[Start of MATERIAL PROVIDED]
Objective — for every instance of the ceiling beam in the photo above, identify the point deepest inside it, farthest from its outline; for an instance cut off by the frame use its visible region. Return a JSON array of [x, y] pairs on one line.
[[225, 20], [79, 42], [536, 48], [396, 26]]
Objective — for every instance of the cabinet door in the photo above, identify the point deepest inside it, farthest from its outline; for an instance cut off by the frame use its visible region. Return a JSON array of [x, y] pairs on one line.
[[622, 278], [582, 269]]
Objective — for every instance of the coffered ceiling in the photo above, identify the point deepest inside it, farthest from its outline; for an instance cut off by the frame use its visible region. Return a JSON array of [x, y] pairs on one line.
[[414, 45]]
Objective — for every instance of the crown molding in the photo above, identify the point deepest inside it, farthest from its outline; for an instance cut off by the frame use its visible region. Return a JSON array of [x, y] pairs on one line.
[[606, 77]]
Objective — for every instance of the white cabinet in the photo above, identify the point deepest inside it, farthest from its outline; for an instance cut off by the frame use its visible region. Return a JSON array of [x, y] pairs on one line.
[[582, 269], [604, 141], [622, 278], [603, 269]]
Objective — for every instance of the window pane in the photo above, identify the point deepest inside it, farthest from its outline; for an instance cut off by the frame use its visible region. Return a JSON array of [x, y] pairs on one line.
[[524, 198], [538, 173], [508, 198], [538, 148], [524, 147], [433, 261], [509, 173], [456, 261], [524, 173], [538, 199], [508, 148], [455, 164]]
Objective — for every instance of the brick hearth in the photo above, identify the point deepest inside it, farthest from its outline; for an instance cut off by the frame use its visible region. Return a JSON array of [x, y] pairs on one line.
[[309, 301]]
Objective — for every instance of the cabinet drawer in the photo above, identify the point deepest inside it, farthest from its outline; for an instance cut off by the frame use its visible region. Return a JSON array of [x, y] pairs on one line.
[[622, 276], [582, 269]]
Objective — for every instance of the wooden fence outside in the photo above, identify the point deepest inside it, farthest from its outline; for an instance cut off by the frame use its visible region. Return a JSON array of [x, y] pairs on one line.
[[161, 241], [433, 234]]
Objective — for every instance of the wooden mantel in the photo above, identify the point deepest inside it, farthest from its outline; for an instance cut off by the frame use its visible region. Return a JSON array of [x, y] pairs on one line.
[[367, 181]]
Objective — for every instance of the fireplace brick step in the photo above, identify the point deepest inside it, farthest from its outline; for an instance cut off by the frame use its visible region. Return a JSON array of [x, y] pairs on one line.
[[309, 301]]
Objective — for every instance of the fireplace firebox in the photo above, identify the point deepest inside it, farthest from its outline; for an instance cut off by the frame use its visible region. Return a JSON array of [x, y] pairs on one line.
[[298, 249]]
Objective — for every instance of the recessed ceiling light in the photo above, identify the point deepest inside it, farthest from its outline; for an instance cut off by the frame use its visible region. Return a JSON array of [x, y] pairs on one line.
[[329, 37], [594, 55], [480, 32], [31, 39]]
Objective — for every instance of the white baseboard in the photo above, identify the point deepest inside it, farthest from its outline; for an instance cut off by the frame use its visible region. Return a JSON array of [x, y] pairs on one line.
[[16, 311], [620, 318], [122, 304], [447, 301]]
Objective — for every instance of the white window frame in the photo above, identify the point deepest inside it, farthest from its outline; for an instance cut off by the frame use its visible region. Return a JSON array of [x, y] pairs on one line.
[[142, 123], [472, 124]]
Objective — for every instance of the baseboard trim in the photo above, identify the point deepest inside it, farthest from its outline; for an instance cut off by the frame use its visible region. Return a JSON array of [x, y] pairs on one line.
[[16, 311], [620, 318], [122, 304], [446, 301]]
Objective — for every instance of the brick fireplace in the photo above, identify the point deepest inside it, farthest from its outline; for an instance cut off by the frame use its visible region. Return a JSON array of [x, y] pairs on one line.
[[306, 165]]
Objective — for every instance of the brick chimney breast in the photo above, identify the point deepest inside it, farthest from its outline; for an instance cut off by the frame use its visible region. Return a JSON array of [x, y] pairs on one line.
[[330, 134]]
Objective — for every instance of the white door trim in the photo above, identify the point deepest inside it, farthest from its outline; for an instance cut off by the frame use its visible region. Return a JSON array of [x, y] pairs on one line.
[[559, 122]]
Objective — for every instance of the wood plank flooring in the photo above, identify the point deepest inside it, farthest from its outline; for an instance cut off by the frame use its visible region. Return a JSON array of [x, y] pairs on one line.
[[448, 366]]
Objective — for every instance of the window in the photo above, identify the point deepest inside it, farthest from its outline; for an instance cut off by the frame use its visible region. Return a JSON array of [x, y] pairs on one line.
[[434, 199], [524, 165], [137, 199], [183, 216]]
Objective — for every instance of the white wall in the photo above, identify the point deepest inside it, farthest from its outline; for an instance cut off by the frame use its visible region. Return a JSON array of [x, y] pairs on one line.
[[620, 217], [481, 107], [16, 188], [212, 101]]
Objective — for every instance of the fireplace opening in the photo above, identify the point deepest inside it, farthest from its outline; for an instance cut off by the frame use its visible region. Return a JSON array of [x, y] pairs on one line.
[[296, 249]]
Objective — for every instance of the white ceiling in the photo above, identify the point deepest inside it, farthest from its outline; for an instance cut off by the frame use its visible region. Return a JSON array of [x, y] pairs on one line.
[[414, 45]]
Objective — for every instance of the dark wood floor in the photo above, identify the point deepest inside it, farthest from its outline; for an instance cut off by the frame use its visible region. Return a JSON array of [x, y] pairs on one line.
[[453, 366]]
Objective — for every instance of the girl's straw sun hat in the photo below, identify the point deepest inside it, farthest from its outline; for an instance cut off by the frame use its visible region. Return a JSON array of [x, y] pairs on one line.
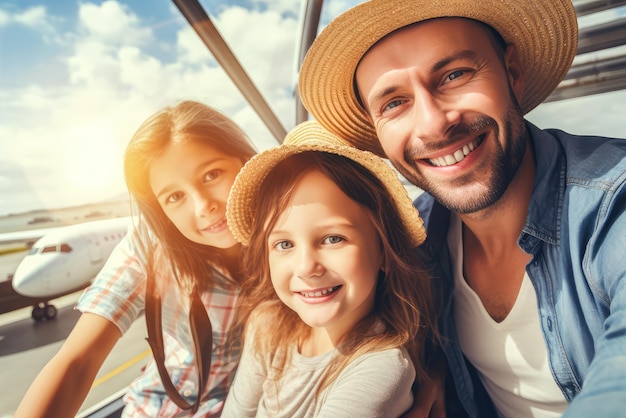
[End of MATERIAL PROVIDED]
▶ [WORK TO COMPLETE] Can you put the lines above into a numbered list, skipping any blank lines and leaving the pictures out?

▶ [FINISHED TASK]
1. Objective — for every instance of the ceiling beam in the photo above, identify the point deepest inside it, farthest from its outline; for an instance cut off by the frame use its visible region. Return a JSON array of [x, y] pairs on one line.
2. [[225, 20], [79, 42], [536, 48], [396, 26]]
3. Objective — for every instance of the cabinet door in the photo above, identify the point deepest inside it, farthest from its outline; for an instance cut off by the frame use its visible region. Return a JSON array of [x, y] pairs on one line.
4. [[622, 278], [582, 269]]
5. Objective — for every instance of the coffered ceiling in the photo above, identify the point deepest inside it, farthest from its outline; for an instance cut off by the frame use its visible region. Return a JSON array of [x, y] pairs on one line.
6. [[414, 45]]
7. Objective — for every instance of the crown molding in the photo above, identify the point deepest inside it, farthest from its outline; for an instance cut off by the frame use its visible region. Return a JSON array of [x, y] pairs on one line.
8. [[606, 77]]
9. Objective — for every instance of the white cabinet in the photo above, identify the point deepest inside it, farthest from its outline; for an instance cut off by the frame use its visible region. Return a JSON array of [x, y] pairs on one line.
10. [[582, 269], [604, 141], [622, 278], [603, 269]]
11. Objective — for every instance of the window pane in the photo above, identify the point deepest inside it, farthest from its outline; for an instance cut off by the frame use its visible region. Return a JSON array of [x, y] pairs on one line.
12. [[524, 198], [538, 173], [508, 198], [538, 148], [524, 147], [433, 261], [509, 173], [456, 261], [524, 173], [538, 199], [508, 148], [455, 164]]
13. Objective — for every instance of the brick hearth in the photo above, identify the point deepest inside it, farthest from its outline; for an instance cut off by the frame use its visible region. Return a JSON array of [x, y] pairs on one line.
14. [[309, 301]]
15. Objective — for every instance of the cabinet drawer in the photo above, identify the point deepest inside it, farthest from its outline; for an instance cut off by the frame use its visible region. Return a JSON array of [x, y] pairs on one line.
16. [[622, 276], [582, 269]]
17. Objective — for every instance of the wooden fence outside in the photo above, identify the point deepest inside it, farthest from its outline; for an instance cut off by the frame use its visible region. Return a JSON array of [x, y] pairs on one line.
18. [[161, 241], [433, 234]]
19. Objective — for every instance of the wooden mantel in the photo above, identify the point deepest inside it, farthest from its outline; for an instance cut off by the frame use its visible region. Return a JSON array of [x, y] pairs on one line.
20. [[367, 181]]
21. Objective — for every instance of the fireplace brick step in the photo above, identify the point deepest inside it, farthest from its outline; for an instance cut off by the frame use its visible region. Return a JSON array of [x, y] pairs on one line.
22. [[309, 301]]
23. Objective — for every instance of the fireplace firebox in the photo above, identify the point deepest inside it, farthest from its outline; for an instance cut off by the frame use its visible region. Return a JSON array of [x, y] pairs on one line.
24. [[298, 249]]
25. Objective — for every instance of the recessed ceiling light in the photo above, identify the point deepest inside it, farthest from its outline; for an instance cut off by the frame use its visible region. Return a JSON array of [x, y] pairs on one line.
26. [[329, 37], [594, 55], [480, 32], [31, 39]]
27. Objective — for every instance of the white baseboard in the photo above, identify the point deepest inside it, farthest from its outline; for an instance cut off by the frame use its visible region. Return a JSON array of [x, y] pairs on one line.
28. [[16, 311], [620, 318], [122, 304], [447, 301]]
29. Objective — for every instance of the white window frame in the photo above, identify the point deepest inside it, farthest from its outline; for an instance cut off by the frame use its visible region. Return a JSON array of [x, y] pairs on one line.
30. [[142, 123], [472, 124]]
31. Objective — for every instance of the baseboard trim in the photo above, identify the point deepest inside it, farthest from its outline; for an instance cut off by the frame use its visible region. Return a JSON array of [x, y] pairs on one line.
32. [[16, 311], [620, 318], [122, 304], [446, 301]]
33. Objective — for every instance of the brick fireplace in the photo above, identify the point deepest inside it, farthest from its outline; for an instance cut off by the frame use its visible region. Return a JSON array of [x, y] pairs on one line.
34. [[306, 165]]
35. Objective — for every instance of the brick chimney breast in the photo above, identify the point deepest inside it, farthest from its outline; for an instance cut off by the frame use its visible region. Return a JSON array of [x, y] pairs on one line.
36. [[330, 134]]
37. Objective — for every instance of the white door trim in the photo above, identify the point deepest inside it, farthest from its outline; for an instance cut off by the frame use its visible region. Return a JSON array of [x, y] pairs on one line.
38. [[559, 122]]
39. Objective — for every instance of the wood plank flooring in the photo above, identify the point deepest inside it, farthest from its outline; for an instance cut off by the frame use its visible region. Return a JSON array of [x, y] pairs on one line.
40. [[448, 366]]
41. Objective — for every instance of the window in the photo above, identify the point deepest inside it, farthest from its outline; for an instance cut off by the frame use its visible region. Return a JSON array of [x, y] pairs on one line.
42. [[434, 199], [524, 165], [137, 199], [183, 216]]
43. Objective — for every instance of the white wall in the photo above, identify the point deepest inside it, farthest from its outline; for an instance cut off by the frame use its visible region. Return a JSON array of [x, y] pairs on one line.
44. [[620, 217], [481, 107], [16, 188], [212, 101]]
45. Objective — for every instance of the fireplace opening in the photo above, identify the point deepest inside it, farthest from its outline; for an instance cut off by the frame use its visible region. Return a JSON array of [x, y] pairs on one line.
46. [[296, 249]]
47. Objective — for every instance of the white ceiling in the photo above, identify the point deepest inside it, farthest from its outline; for an instance cut off by the frame use its visible region. Return a JSON array of [x, y] pairs on one line.
48. [[414, 45]]
49. Objective — for every instance of the dark wood floor in the photo above, identify the point deepest inside it, farthest from its outline; for an instance cut off by the frame use its visible region. Return a JSON array of [x, y] pairs on one line.
50. [[453, 366]]
51. Objective — for every instance of the girl's straw sun hat in the photo below, identify the point deepest inside it, farthest from its outline; for an instance cut off by the frame use its visible region. Return a JSON array of [x, y] pairs on one line.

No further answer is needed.